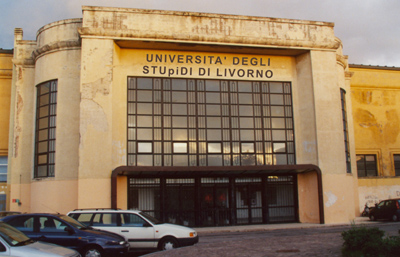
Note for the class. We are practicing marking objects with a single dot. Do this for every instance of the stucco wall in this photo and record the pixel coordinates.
(375, 93)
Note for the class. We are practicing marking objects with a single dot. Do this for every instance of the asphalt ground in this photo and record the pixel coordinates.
(299, 240)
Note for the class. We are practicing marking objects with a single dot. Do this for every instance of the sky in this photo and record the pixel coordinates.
(368, 29)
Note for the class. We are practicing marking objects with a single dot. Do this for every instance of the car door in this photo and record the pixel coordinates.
(138, 231)
(52, 230)
(27, 225)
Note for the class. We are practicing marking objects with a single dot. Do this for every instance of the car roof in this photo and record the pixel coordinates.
(37, 214)
(102, 210)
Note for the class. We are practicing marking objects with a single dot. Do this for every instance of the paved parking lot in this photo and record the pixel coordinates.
(271, 240)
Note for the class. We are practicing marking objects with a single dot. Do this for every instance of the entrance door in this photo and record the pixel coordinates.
(248, 201)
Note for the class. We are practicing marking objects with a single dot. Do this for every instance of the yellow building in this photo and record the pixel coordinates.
(5, 100)
(375, 94)
(199, 119)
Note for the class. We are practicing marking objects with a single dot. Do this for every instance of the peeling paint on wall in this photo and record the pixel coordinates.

════

**What is asked**. Turn all the items above into a numbered list with one line per entry, leaving out any blank lines and the pictures.

**Full answer**.
1. Note for the class. We are practicing marking objects with a single dot. Do this for every instance of the stucco wall in this photo and record the pixel coordinates.
2. (375, 93)
3. Note for the class. We are practicing marking objects with a single dot. Do this for every instance of the asphalt ground in this photo and record the pixel coordinates.
4. (299, 240)
5. Note for the class. We are practicing marking objects with a single dot. Do this for every instance of the sky in this photo and record the pixel coordinates.
6. (368, 29)
7. Note for the class. We are practicing marking objects with a single dot. Do this for every instance of the car door in this photo and record the pixel coordinates.
8. (138, 231)
9. (52, 230)
10. (27, 225)
11. Note for the class. We are practicing marking objects with a single dot. Do this for every instance of the car roof in this photo and record the pixel coordinates.
12. (37, 214)
13. (102, 210)
14. Note for the class. We are practicing marking objects with a single dot. Do this for every instance of the paved parking lot in this photo and record the pixel coordinates.
15. (271, 240)
16. Note for the class. We are practicing marking objects with a single dot. Do this for every instance of the entrance door in this photo and record the pixel coordinates.
17. (248, 201)
18. Note for the class. We are practicing marking objects with a single dot. Do this for every instance of the yellow building in this photo and record the pixel coordinates.
19. (5, 100)
20. (375, 94)
21. (199, 119)
22. Note for the class. We are practicing marking objects with a single dot. Do this for every instance of the peeling paint on wall in this photo and record the pixel coordinates.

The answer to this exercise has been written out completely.